[Action item] Among the entries below, please show each line that carries the word "black".
Data provided START
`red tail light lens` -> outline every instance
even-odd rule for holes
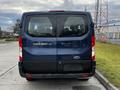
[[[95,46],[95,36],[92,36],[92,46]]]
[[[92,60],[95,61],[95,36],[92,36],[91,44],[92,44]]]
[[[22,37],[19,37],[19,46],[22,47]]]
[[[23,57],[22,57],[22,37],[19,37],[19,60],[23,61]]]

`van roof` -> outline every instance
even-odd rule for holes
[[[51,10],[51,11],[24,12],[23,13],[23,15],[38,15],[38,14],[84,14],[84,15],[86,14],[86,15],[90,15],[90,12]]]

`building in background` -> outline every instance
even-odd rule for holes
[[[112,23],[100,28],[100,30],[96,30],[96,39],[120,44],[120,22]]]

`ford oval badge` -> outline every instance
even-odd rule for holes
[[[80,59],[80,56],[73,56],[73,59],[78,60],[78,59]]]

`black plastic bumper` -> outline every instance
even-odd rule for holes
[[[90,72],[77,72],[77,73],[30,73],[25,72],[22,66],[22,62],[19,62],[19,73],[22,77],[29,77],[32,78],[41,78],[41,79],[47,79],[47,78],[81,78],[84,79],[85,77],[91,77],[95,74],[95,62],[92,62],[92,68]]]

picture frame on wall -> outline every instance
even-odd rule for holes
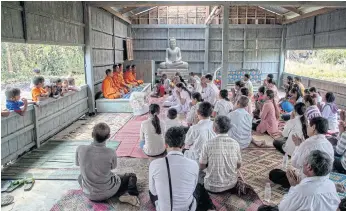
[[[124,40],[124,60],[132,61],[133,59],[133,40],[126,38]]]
Data provided END
Data provided START
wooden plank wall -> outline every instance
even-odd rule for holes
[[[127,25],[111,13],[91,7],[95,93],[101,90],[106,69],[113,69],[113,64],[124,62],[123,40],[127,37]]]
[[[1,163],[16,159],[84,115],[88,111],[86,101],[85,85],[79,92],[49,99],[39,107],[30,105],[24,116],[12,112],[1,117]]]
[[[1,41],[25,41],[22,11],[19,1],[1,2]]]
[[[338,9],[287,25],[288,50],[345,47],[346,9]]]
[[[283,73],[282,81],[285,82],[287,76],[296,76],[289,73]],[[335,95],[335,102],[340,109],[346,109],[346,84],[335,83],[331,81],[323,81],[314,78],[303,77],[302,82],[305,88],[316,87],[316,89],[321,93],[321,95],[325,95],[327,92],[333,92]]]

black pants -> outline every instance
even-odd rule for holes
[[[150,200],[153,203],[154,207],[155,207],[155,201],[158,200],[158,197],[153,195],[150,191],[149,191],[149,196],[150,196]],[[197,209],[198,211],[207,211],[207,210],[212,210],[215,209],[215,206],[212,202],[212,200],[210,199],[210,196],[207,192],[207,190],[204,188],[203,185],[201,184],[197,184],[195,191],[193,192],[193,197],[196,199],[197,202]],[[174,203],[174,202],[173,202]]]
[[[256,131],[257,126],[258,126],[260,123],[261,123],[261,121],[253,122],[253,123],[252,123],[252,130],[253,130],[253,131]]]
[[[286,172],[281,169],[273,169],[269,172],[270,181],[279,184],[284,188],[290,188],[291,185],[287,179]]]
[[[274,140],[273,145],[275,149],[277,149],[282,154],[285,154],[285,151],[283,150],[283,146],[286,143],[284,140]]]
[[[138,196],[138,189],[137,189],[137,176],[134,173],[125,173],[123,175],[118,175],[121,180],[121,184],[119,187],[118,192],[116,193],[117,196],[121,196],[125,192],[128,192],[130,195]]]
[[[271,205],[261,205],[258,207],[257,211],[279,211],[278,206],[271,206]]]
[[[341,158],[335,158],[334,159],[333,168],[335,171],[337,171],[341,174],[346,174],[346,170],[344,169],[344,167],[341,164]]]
Data provided END
Data provided START
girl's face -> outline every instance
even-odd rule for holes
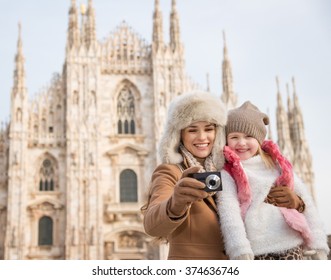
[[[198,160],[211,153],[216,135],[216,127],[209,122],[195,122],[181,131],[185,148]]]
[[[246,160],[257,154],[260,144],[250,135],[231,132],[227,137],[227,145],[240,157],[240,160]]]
Data provided END
[Response to this task]
`black plastic bumper` -> outline every instance
black pants -> outline every instance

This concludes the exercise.